RECORDS FOR THE TASK

:::

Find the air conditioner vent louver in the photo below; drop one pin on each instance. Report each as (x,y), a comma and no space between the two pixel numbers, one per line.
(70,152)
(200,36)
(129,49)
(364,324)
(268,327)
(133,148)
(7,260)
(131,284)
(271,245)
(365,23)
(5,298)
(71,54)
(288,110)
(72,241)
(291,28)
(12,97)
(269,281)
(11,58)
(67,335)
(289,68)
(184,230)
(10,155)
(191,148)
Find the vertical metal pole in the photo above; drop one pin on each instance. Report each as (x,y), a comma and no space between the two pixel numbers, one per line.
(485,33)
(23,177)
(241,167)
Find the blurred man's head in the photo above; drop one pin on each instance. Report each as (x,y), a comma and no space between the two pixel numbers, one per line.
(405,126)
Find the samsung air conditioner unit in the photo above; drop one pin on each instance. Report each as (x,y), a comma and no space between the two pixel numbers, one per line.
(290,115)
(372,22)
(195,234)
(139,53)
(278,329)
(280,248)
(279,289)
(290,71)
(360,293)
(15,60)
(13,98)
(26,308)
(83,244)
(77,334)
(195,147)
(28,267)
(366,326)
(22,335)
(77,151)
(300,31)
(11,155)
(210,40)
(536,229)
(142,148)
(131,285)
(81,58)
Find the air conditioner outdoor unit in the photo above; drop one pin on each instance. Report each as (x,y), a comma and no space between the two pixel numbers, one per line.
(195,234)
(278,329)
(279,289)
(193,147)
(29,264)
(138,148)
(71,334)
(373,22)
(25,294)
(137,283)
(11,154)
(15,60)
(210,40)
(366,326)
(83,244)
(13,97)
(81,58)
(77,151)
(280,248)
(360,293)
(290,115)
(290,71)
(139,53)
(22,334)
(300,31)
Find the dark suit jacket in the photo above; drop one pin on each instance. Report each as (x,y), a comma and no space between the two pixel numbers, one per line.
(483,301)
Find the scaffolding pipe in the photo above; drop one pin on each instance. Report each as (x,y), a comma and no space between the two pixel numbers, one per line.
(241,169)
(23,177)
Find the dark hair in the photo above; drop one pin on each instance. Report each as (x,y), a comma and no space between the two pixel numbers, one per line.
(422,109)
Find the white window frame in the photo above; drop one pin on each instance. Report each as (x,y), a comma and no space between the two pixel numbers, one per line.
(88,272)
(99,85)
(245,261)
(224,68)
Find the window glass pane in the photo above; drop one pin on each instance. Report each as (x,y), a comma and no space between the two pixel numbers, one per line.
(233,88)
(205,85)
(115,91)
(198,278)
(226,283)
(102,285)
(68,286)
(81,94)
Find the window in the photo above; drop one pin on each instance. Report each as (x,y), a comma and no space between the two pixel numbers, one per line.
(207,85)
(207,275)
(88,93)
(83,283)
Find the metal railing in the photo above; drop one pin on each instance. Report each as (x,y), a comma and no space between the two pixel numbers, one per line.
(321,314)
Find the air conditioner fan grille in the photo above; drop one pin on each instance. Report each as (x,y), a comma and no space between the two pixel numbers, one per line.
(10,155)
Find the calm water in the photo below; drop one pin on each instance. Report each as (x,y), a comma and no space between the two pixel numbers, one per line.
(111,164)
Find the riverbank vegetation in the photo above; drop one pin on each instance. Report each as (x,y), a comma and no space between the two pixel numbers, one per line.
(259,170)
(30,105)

:::

EXERCISE REQUIREMENTS
Using the material above, reproduce exactly the line that contains "Find the window glass" and all lines after it through the last one, and only those.

THE COMPLETED TASK
Find the window glass pane in the photo above; drop one pin on each instance. Report each as (x,y), a comma and no space between the two pixel numbers, one per line.
(233,88)
(205,85)
(115,91)
(198,278)
(226,283)
(102,285)
(68,286)
(81,94)
Find the window in the photo above; drop one pin on each instance. Report each as (x,y), a comma and no space between the two pixel numbers, one per line.
(207,85)
(207,275)
(88,93)
(83,283)
Find the metal railing in the photo above; drop one pin on each instance. Report each as (x,y), a comma and no space between the two pixel numbers, one per line.
(321,314)
Find the air conditioner fan grille in the photo above; drop one pin on each instance. Report each as (x,y), a comma and no space between the two pixel numbers, one per line.
(10,155)
Find the calm water in the photo below; drop one pin on each instance. Report each as (x,y), a comma and no space between the two pixel numbers, one per line.
(111,164)
Find the riverbank vegetation in the photo above; drop one pin on each instance. Report each as (x,y), a comma and no space between the two pixel numbers, one per line.
(259,170)
(30,105)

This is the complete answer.